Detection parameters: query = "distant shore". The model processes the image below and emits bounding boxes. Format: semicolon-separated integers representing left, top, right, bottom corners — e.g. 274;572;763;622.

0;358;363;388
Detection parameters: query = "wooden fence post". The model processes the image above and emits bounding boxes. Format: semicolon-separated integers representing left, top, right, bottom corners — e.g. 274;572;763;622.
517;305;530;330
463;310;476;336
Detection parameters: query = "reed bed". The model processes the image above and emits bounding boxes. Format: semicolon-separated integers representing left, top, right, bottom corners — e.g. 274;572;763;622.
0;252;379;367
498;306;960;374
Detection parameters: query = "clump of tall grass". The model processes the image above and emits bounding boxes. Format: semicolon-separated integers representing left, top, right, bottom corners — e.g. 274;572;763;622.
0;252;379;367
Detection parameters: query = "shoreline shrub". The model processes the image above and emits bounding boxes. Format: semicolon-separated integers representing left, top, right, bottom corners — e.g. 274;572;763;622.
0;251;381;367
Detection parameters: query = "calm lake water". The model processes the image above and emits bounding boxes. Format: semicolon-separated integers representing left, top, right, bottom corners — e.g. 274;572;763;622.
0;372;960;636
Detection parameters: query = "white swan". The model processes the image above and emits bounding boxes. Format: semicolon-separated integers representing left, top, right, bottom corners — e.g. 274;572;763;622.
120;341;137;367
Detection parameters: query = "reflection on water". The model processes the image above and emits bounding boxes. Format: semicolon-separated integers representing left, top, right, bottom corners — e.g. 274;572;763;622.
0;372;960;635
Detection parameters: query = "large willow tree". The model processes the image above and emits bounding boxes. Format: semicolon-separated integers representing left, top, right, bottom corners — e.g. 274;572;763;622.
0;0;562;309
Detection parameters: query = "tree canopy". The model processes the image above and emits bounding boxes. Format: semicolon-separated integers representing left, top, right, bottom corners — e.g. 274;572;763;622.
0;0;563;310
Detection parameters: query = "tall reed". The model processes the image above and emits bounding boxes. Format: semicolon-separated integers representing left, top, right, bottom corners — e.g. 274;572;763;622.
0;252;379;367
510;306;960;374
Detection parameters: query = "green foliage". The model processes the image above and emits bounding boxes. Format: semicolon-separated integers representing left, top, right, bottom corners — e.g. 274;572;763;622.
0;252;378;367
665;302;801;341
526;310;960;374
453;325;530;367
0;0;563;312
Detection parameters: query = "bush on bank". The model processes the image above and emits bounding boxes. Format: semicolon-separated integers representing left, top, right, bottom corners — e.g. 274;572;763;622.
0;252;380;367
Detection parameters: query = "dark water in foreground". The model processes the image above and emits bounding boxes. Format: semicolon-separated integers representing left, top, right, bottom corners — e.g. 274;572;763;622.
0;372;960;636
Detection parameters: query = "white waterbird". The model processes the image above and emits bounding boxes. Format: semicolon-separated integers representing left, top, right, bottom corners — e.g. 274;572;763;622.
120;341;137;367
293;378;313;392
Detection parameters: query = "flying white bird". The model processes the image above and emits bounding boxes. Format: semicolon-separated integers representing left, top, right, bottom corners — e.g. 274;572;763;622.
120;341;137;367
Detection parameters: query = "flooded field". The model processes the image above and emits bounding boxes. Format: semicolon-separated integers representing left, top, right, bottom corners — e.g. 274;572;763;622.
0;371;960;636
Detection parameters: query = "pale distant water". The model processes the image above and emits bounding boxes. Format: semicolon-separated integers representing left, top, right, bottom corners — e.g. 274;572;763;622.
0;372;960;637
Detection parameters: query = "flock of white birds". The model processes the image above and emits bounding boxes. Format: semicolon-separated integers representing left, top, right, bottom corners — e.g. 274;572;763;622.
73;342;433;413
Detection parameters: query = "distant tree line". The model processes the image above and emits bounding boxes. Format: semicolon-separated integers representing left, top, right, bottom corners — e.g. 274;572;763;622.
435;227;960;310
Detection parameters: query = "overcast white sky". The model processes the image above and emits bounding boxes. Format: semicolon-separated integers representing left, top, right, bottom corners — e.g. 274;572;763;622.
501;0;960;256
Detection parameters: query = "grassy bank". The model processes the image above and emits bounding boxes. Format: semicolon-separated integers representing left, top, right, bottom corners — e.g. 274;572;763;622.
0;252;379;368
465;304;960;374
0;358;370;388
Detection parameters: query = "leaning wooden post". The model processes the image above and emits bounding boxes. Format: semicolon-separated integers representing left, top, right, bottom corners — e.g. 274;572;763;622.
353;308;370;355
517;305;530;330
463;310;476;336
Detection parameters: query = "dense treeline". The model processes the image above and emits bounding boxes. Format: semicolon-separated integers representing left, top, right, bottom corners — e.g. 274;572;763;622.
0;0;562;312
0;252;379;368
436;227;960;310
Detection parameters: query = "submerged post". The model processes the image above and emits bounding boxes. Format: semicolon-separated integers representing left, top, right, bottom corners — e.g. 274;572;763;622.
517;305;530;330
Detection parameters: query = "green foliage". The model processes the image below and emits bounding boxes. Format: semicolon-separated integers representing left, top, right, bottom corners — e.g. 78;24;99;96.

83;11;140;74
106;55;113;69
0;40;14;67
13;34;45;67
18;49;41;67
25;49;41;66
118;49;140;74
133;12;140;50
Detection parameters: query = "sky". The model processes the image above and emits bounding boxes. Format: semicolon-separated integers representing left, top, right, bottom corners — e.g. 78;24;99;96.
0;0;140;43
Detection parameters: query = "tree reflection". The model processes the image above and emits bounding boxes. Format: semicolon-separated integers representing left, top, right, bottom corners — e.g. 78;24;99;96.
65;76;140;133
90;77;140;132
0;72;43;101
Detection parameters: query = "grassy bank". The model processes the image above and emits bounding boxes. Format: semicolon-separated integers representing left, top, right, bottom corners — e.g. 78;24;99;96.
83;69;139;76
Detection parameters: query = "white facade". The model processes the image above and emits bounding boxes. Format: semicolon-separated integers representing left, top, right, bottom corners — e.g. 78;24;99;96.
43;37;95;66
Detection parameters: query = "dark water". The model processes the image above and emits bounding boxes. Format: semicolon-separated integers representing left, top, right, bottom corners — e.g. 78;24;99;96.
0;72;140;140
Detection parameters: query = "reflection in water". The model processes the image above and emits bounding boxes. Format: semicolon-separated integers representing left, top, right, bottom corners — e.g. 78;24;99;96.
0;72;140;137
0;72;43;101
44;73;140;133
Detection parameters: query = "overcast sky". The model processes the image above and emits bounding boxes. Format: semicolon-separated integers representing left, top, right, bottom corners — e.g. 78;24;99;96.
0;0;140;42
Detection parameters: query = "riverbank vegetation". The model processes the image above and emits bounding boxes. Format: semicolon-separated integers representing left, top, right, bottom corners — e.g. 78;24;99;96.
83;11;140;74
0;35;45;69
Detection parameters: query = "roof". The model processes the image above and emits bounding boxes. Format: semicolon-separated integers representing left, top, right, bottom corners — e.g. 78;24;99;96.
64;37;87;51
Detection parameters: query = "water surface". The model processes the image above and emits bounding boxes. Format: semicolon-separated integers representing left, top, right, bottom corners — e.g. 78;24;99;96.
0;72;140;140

****************

TASK DIRECTIONS: Show every line of the material above that contains the word "reed".

OUTPUT:
Detection parameters: query = "reed bed". The model processes the image above and emits bounding boxes. Format: semicolon-separated integers representing left, top, right, bottom corners — e.g. 274;572;763;622.
Detection parameters: query = "tall reed". The model processes the image above and emits bounding boxes. Format: semicolon-separated integers representing left, top, right, bottom corners — e.g. 274;572;763;622.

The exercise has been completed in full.